**Objectif**:
Répondez à ces questions à l'aide du texte sur Aurélie Fichoux.
1. À quel âge Aurélie Fichoux a-t-elle choisi de poursuivre son instruction à distance ?
2. Dans quelle université fait-elle ses études quatre ans plus tard ?
3. Que lui demandait-on de faire à l'école, ce qui la faisait enrager ?

**Extrait du texte**:
++++++++++++++++++++
À l'école, Aurélie Fichoux était malheureuse comme les pierres. Tellement qu'à 15 ans, elle a décidé de poursuivre son instruction à distance, en restant à la maison.

Quatre ans plus tard, elle mène des études prometteuses à l'Université Harvard. Mathématiques? Histoire des idées? Elle hésite encore. Mais la jeune Montréalaise sait une chose: elle évolue enfin parmi des gens qui lui ressemblent. Elle a trouvé l'univers qui lui convient.

«Dès la troisième année du primaire, Aurélie rentrait à la maison frustrée et en larmes», se rappelle sa mère, Hélène Fichoux. La fillette enrageait parce qu'à l'école, on lui demandait de faire des additions avec des petits dessins. Alors qu'elle était déjà parfaitement capable de manier des concepts abstraits et des chiffres.
++++++++++++++++++++
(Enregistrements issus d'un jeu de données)

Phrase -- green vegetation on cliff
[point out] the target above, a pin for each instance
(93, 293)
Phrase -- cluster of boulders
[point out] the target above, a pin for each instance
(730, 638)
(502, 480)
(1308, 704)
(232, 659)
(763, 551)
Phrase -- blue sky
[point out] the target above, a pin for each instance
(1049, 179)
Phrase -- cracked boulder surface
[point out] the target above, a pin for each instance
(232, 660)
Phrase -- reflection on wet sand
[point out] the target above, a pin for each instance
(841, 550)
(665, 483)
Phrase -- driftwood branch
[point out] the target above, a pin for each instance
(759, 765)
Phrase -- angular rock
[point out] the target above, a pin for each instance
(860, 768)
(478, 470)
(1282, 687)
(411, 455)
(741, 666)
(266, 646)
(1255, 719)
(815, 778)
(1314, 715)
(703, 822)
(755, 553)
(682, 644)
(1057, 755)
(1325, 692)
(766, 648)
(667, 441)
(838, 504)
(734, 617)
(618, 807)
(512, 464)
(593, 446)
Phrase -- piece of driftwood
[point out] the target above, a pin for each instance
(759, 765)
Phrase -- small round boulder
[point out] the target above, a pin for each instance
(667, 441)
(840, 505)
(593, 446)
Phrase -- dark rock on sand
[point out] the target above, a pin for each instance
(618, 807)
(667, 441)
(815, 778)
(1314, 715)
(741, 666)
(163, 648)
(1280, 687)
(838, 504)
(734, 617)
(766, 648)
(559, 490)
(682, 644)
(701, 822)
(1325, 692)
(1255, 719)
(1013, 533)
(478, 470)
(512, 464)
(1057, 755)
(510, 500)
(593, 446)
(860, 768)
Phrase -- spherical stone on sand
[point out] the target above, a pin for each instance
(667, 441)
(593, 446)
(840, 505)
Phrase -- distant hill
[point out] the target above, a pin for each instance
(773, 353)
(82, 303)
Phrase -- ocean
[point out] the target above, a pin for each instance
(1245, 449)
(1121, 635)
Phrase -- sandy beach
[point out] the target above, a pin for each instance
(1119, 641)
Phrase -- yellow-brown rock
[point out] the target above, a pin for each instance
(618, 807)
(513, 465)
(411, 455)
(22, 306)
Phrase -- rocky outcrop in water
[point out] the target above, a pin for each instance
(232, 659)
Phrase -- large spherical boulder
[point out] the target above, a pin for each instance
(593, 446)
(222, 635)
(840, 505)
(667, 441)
++++++++++++++++++++
**Réponse rédigée**:
1. Elle a pris cette décision à 15 ans.
2. Elle fait ses études à l'Université Harvard.
3. On lui demandait de faire des additions avec des petits dessins.